* Given text
+++
You are viewing a plain text version of this content. The canonical link for it is here.
Posted to user@nutch.apache.org by Shawn Gervais <pr...@project10.net> on 2006/04/10 10:13:14 UTC

When Nutch fetches using mapred ...

Greetings list,

When Nutch (trunk) fetches using mapred, it seems to be assigning one 
fetch thread (one slave node) to process previously-errored pages. Is 
this as designed or do I have some type of malfunction?

  When I perform a search large enough to observe the fetch process for 
an extended period of time (1M pages over 16 nodes, in this case), I 
notice there is one map task which performs _very_ poorly compared to 
the others:

4905 pages, 33094 errors, 3.5 pages/s, 432 kb/s,
	versus
46639 pages, 13227 errors, 43.9 pages/s, 4547 kb/s,

It is deficient in terms of raw pages/sec, execution time (it is the 
last map task to complete), and the number of errors encountered.

As I said, there seems to always be exactly one map task like this. 
Different fetch executions will have the thread assigned to different 
machines -- there doesn't seem to be any pattern.
+++
* Requirement
In the mailing list post, how many pages and how many nodes did the large fetch involve? These rows were taken from a separate source.

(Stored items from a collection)
+++
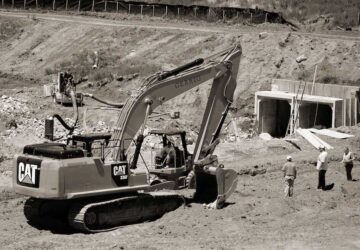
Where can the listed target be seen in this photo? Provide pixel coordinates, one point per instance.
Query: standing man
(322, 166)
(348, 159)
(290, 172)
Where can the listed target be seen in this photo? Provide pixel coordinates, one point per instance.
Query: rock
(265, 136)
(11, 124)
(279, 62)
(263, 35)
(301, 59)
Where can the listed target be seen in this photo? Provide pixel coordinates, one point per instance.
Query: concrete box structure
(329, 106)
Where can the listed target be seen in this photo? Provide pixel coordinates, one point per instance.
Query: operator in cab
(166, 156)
+++
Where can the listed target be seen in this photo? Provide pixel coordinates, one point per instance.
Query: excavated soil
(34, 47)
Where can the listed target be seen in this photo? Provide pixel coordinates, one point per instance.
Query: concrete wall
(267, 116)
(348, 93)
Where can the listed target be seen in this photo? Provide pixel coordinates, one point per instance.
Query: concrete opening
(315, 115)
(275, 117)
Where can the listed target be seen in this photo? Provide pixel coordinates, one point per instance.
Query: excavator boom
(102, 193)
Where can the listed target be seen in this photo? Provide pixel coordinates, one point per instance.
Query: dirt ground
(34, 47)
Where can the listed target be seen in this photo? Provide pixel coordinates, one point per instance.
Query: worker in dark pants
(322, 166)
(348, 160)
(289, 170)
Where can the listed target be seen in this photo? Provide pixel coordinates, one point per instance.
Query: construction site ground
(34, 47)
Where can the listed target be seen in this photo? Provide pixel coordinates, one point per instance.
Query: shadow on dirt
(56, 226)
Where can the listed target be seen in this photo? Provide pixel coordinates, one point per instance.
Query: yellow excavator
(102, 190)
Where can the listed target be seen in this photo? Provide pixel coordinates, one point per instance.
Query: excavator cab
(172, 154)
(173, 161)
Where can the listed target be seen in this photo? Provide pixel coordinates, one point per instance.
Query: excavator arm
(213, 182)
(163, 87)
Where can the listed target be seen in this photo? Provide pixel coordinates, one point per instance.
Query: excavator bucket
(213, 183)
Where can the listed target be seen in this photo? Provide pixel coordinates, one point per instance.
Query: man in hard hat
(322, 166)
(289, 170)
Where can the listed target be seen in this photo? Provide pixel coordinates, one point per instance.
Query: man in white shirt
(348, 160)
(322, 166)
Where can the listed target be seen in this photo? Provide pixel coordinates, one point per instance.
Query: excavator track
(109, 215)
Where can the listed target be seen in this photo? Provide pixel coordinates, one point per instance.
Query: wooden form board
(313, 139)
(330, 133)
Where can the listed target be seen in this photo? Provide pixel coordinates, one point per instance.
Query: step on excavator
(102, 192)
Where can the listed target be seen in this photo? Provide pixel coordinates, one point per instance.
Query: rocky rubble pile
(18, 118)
+++
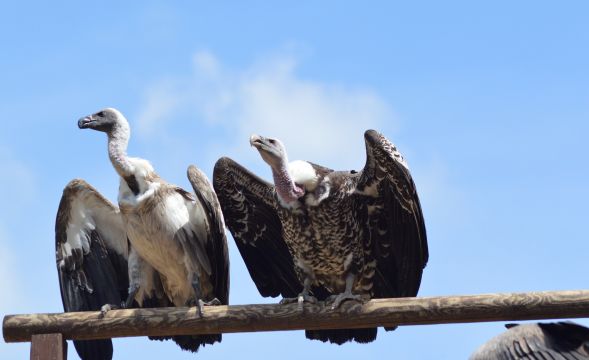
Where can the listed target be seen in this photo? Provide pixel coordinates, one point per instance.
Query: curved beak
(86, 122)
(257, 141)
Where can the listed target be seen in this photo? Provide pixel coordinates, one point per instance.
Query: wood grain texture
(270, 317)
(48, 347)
+++
* Written answer
1M pages over 16 nodes.